Records supplied:
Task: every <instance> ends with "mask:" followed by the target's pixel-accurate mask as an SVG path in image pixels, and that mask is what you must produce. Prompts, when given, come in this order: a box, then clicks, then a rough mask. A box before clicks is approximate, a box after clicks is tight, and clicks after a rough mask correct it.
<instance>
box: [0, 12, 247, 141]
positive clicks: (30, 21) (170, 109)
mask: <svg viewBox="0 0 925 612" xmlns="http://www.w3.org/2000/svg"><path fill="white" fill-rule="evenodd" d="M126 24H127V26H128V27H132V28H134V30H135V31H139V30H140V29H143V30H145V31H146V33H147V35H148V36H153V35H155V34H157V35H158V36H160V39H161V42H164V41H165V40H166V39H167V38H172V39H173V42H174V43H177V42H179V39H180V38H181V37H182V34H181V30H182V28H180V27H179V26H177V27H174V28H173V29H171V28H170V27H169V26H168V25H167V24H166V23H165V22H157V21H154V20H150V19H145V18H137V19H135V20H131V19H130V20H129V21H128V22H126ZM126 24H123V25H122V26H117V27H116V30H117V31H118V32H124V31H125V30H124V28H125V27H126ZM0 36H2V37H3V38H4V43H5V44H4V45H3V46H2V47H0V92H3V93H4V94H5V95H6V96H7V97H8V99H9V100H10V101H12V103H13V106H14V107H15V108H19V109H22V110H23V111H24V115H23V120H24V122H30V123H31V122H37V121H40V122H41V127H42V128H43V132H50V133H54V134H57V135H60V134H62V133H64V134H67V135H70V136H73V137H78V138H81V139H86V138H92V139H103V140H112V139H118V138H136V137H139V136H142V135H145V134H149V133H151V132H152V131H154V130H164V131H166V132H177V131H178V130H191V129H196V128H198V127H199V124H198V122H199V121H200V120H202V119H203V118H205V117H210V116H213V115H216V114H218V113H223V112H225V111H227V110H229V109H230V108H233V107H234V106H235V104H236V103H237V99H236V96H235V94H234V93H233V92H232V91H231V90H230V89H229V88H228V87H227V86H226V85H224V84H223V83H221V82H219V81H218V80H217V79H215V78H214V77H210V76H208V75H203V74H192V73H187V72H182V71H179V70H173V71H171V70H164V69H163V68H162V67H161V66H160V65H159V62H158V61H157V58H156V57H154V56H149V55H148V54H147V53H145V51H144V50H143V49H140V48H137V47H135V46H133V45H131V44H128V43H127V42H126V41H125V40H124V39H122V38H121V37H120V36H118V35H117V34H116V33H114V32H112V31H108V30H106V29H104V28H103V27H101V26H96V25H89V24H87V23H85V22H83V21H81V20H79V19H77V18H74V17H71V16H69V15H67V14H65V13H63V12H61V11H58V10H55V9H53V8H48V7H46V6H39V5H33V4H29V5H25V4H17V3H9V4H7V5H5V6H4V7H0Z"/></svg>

* * *

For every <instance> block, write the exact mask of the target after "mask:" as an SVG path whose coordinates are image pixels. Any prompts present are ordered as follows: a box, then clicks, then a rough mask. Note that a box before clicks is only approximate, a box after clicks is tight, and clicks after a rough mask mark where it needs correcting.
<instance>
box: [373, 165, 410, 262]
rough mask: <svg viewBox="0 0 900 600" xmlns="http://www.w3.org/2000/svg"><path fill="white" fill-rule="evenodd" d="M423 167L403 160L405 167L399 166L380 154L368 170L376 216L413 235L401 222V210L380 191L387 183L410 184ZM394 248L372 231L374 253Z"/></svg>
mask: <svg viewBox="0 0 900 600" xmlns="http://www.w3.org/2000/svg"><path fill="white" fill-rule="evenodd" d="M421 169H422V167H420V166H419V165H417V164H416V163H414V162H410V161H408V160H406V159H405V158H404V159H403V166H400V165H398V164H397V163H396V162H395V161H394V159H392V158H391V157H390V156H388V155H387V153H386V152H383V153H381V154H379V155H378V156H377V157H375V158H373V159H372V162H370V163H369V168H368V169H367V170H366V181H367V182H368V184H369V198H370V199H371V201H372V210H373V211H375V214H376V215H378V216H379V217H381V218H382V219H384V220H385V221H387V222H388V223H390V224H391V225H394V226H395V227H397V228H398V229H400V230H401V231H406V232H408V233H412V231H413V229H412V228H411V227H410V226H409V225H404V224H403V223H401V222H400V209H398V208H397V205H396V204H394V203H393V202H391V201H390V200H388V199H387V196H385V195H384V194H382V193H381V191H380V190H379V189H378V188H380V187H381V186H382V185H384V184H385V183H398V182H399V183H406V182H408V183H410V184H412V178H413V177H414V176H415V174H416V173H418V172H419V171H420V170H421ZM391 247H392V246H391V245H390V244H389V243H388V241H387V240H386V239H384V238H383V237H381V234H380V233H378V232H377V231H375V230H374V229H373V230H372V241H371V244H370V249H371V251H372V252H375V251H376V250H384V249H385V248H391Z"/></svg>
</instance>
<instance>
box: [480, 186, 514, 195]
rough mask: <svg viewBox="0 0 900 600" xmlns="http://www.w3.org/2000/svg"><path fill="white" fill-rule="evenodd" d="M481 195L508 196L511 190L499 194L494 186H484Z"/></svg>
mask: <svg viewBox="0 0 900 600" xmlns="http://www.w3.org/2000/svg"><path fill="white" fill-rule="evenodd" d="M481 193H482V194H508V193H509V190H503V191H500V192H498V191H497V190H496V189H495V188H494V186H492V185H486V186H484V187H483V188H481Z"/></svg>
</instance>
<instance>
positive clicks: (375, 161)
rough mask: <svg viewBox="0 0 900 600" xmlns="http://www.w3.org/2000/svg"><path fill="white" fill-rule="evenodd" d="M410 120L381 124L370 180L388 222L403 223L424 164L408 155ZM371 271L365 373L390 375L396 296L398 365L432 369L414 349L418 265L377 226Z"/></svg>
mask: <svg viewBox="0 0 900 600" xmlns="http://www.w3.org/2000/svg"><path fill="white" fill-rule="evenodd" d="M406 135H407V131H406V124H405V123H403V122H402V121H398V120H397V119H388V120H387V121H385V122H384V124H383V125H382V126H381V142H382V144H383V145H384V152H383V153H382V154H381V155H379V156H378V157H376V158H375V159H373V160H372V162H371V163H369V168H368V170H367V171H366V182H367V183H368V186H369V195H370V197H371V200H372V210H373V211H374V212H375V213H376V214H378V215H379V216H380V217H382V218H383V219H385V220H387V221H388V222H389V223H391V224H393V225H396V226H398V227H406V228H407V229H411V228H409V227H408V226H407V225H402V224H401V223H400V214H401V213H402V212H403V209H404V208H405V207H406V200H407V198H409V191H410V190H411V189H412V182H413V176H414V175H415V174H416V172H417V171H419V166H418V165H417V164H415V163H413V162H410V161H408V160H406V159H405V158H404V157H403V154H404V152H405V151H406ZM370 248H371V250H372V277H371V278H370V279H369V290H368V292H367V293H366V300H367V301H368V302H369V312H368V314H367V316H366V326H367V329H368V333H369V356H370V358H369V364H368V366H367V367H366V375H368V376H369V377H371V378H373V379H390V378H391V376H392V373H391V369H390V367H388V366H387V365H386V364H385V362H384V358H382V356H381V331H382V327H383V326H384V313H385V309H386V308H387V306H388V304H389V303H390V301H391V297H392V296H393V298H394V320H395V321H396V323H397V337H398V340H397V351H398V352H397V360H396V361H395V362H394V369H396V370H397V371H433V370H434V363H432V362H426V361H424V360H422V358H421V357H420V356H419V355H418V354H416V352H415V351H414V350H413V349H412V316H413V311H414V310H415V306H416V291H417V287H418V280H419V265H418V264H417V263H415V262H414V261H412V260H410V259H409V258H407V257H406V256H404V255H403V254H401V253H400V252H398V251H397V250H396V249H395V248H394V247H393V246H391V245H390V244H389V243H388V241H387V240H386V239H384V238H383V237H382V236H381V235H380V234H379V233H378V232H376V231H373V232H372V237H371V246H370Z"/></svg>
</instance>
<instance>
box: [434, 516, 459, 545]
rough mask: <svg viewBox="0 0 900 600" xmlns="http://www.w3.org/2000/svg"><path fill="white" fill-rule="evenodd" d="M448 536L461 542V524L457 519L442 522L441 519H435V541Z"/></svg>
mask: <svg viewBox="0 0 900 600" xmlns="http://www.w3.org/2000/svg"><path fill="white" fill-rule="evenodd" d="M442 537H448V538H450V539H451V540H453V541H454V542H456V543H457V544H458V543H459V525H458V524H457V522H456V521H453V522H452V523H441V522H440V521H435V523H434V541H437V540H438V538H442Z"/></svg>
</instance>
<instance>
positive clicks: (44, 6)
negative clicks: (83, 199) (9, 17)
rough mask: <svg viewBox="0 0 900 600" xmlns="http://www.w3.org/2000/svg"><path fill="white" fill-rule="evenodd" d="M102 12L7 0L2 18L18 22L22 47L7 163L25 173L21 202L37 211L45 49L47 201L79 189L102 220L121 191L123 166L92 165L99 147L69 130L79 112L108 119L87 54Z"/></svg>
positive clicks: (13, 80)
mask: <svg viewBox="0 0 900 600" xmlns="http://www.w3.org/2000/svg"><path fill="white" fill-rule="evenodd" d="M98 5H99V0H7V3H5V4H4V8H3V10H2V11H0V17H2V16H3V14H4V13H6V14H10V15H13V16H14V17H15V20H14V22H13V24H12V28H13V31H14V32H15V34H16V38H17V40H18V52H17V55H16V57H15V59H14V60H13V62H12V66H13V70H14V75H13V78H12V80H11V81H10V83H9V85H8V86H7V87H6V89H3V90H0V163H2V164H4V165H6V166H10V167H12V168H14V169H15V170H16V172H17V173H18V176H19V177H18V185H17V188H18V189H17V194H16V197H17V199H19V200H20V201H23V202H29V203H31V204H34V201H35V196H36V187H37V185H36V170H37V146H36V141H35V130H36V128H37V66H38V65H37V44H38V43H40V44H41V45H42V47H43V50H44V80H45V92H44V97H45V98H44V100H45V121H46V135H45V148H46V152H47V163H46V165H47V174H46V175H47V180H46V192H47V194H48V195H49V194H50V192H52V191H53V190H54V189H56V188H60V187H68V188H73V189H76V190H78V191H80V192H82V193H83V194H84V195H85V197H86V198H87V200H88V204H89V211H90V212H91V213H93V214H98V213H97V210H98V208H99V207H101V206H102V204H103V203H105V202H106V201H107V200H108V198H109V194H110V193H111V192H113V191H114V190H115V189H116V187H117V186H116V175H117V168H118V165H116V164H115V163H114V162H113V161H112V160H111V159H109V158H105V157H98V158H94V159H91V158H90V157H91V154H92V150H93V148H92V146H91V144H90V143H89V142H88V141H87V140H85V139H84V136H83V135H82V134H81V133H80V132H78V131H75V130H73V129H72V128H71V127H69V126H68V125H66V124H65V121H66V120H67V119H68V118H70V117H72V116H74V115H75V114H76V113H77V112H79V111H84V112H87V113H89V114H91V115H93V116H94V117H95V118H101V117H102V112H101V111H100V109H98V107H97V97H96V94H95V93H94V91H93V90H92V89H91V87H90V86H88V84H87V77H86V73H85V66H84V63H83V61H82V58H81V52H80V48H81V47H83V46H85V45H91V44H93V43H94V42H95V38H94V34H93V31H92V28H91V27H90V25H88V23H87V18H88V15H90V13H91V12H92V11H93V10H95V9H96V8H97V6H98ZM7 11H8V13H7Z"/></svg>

* * *

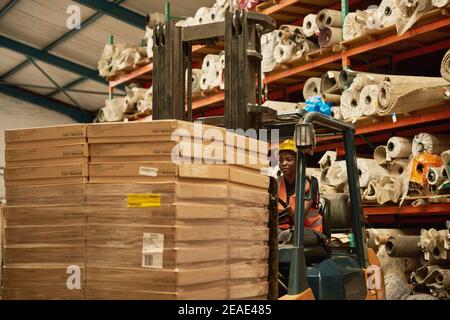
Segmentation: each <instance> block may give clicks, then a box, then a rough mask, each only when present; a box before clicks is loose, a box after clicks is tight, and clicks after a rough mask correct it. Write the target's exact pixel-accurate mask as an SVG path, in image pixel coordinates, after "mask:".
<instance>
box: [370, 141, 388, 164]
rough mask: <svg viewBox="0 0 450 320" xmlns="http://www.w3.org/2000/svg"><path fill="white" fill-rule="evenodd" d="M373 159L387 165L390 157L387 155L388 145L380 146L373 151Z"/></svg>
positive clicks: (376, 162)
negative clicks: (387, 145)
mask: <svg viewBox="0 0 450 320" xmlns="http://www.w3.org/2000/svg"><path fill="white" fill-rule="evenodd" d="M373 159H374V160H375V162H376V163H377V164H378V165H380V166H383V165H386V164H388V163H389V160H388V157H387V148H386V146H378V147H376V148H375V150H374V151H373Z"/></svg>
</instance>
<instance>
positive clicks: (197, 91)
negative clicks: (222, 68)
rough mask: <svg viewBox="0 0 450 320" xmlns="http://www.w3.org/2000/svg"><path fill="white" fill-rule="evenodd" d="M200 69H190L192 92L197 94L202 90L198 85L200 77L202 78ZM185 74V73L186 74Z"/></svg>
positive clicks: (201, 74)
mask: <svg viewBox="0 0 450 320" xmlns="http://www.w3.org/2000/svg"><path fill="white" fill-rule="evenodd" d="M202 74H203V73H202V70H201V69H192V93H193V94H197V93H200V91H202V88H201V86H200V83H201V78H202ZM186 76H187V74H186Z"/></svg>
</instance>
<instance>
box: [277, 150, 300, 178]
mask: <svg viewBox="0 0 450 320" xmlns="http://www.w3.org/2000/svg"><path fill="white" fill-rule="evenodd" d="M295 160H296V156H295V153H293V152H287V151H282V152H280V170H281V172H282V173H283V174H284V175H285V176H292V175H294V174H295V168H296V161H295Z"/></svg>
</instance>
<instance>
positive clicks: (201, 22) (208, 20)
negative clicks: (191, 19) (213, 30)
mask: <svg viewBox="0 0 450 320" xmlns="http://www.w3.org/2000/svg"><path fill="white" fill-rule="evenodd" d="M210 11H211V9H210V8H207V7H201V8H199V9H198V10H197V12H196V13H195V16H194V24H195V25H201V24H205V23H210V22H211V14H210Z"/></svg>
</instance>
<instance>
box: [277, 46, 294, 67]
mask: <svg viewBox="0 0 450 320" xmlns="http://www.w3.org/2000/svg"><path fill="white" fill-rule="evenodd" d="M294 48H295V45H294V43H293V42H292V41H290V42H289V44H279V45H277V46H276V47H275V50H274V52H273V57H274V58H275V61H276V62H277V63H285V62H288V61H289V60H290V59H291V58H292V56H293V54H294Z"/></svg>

Task objective:
Which lines run from the one holding "Task: every <instance>" through the one holding "box: [0, 12, 247, 141]" in the records above? Repeat them exactly, both included, and nothing more.

Answer for the task:
Task: every <instance> ends with "mask:" followed by the target's pixel-accurate mask as an SVG path in image pixels, and that mask is what you must produce. Prompts, when given, come in this order: a box, then clicks, then a rough mask. A box before clicks is approximate, a box after clicks is tight, and clicks after a rough mask correct it.
<instance>
box: [0, 12, 247, 141]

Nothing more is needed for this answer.